## Stated problem 1
List every folder or file name that the problem set gives.
## Stated problem 2
From the problem set, copy the passage that begins at "In your work" and stops after "on Ed Discussion.", swapping "office hours" for "lab sessions".

─── Extracted text ───

Problem Set 5

Due at 11:59 PM on Sunday, December 15, 2024. No late submissions will be accepted.

Note: There are no extra grad-credit problems for this problem set.

Preliminaries
Part I
Part II

Preliminaries

For this assignment, we will not accept any homework after Sunday, December 15, so that we can post solutions before the final exam. Plan your time carefully, and don’t wait until the last minute to begin an assignment. Starting early will give you ample time to ask questions and obtain assistance.

In your work on this assignment, make sure to abide by our policies on academic conduct.

If you have questions while working on this assignment, please attend office hours or post them on Ed Discussion.

Part I

50 points total

Creating the necessary folder

Create a subfolder called ps5 within your e66 folder, and put all of the files for this assignment in that folder.

Creating the necessary file

This part of the assignment will all be completed in a single PDF file. To create it, you should do the following:

Access the template that we have created by clicking on this link and signing into your Google account as needed.
When asked, click on the Make a copy button, which will save a copy of the template file to your Google Drive.
Select File->Rename, and change the name of the file to ps5_partI.
Add your work for all of the problems from Part I to this file.
Once you have completed Part I, choose File->Download->PDF document, and save the PDF file on your machine. The resulting PDF file (ps5_partI.pdf) is the one that you will submit. See the submission guidelines at the end of Part I.

─── Record set ───

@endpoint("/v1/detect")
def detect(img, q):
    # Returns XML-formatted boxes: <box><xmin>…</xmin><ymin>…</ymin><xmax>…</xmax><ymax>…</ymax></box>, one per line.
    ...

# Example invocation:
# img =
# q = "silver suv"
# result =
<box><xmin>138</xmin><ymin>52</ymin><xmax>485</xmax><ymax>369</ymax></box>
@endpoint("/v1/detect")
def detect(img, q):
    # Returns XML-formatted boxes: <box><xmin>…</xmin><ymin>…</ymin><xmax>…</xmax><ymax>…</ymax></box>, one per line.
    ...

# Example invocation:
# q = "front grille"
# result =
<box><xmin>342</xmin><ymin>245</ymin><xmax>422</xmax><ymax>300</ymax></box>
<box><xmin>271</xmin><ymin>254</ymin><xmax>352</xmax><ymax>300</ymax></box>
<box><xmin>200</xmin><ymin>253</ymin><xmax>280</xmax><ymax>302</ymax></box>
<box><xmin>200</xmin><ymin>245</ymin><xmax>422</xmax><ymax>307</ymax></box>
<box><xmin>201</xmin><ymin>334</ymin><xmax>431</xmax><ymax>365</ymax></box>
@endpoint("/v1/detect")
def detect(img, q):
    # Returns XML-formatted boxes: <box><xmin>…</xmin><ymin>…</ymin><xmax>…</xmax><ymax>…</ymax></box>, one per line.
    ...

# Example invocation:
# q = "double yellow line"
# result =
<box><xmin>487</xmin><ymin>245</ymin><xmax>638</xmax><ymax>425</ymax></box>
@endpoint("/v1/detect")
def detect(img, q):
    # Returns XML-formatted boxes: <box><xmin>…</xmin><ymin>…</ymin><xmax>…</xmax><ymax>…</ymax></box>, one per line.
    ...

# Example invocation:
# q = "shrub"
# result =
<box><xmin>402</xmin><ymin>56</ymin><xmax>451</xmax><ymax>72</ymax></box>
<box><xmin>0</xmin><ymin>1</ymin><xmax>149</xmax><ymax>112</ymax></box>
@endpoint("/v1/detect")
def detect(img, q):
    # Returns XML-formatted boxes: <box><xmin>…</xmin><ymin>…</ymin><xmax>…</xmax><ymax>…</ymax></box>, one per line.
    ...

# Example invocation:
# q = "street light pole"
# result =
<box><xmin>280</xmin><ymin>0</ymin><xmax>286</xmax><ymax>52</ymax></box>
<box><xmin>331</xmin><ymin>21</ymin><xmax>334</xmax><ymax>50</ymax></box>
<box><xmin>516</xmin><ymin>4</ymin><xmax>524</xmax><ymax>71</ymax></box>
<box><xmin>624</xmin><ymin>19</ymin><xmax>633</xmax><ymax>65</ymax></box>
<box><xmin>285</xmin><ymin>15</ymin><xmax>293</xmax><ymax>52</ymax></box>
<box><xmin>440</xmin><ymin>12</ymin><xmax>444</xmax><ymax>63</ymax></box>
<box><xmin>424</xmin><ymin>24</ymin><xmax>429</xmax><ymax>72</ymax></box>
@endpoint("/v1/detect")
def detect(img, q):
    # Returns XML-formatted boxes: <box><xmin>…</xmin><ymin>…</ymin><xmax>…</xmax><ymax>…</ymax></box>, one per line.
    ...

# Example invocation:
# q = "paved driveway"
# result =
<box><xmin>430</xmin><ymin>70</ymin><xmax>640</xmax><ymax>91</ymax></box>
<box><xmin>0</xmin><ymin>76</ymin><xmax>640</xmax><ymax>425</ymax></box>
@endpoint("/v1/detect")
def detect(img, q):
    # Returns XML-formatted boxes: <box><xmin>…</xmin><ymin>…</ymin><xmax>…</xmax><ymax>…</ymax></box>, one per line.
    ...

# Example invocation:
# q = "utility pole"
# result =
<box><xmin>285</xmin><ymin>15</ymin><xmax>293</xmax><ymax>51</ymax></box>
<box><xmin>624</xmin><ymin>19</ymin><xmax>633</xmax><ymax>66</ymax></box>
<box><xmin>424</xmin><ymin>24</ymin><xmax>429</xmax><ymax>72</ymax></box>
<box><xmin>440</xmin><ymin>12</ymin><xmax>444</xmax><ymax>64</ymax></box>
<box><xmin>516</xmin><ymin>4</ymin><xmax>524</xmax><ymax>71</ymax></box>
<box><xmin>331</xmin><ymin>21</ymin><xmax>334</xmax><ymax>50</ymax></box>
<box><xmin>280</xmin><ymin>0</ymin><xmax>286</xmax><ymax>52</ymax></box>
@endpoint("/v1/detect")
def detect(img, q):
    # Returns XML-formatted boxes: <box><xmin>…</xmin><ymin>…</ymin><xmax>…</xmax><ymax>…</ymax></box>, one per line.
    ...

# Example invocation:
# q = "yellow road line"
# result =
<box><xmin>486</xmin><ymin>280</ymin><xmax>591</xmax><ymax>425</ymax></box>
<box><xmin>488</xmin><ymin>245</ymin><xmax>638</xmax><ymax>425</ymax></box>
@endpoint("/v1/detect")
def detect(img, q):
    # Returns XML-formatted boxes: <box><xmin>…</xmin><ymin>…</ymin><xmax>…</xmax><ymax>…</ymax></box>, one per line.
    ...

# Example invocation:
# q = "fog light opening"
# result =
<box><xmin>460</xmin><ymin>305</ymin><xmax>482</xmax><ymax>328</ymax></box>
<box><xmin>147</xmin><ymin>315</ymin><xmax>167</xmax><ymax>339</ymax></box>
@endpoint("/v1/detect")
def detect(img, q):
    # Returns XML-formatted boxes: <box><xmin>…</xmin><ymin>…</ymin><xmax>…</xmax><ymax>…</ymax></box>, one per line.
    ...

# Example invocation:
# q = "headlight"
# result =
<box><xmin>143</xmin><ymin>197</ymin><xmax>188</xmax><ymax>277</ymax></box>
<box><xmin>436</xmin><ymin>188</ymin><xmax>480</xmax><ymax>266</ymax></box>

───

## Exercise response 1
ps5
e66
ps5_partI
ps5_partI.pdf

## Exercise response 2
In your work on this assignment, make sure to abide by our policies on academic conduct.

If you have questions while working on this assignment, please attend lab sessions or post them on Ed Discussion.